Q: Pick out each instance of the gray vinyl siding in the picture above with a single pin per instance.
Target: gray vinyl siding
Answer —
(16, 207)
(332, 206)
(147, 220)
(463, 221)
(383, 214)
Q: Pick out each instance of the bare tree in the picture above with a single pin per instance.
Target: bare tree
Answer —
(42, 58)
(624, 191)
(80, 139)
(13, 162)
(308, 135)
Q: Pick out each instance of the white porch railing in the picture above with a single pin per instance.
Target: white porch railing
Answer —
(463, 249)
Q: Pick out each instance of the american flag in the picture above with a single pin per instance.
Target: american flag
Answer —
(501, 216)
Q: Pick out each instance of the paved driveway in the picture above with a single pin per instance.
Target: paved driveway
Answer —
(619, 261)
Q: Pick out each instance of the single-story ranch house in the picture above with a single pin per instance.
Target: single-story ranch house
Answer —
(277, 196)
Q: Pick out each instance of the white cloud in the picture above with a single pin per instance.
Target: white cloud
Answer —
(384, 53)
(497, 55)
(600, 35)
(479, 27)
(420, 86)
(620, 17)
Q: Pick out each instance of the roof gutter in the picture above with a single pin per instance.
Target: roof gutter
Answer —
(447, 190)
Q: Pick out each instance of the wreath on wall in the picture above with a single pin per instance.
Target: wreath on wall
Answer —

Task directions: Reproduce every one of the rows above, substituting "Mark" for each occurrence of "Pick out" and leaving all other text unchanged.

Solution:
Q: Mark each instance of the gray vinyl siding in the picture above with a single pin per instance.
Target: gray vinyl siding
Answer —
(16, 207)
(332, 206)
(147, 220)
(463, 221)
(383, 214)
Q: Mark each instance of the bare tree in the picture above with a single pin per instance.
Target: bare tree
Answer —
(42, 58)
(624, 191)
(80, 139)
(13, 162)
(308, 135)
Q: Mark each instance of the white porch railing in the picture above with a single pin per instance.
Target: white porch railing
Answer —
(463, 249)
Q: Mark each instance of the american flag in the picture above with a single pin per instance.
Target: american flag
Answer —
(501, 216)
Q: Mark each instance of the paved driveway in the picture above with a single pin per instance.
Target: paved driveway
Answer —
(619, 261)
Q: Mark each instance of the single-story ranch house in the picture above with a single pin per instance.
Target: single-story ranch house
Answer —
(277, 196)
Q: Mark each instance of the white cloud in the picture above with a single pin per instance.
Target: white cloud
Answer —
(384, 53)
(497, 55)
(600, 35)
(479, 27)
(420, 86)
(620, 17)
Q: Mark each instance of the roof gutter in the picture above with a single pin per instance.
Target: roof gutter
Answer —
(447, 190)
Q: Mark each instance of the wreath on wall in the picture above with a single pin per instance.
Target: wreath on wall
Answer —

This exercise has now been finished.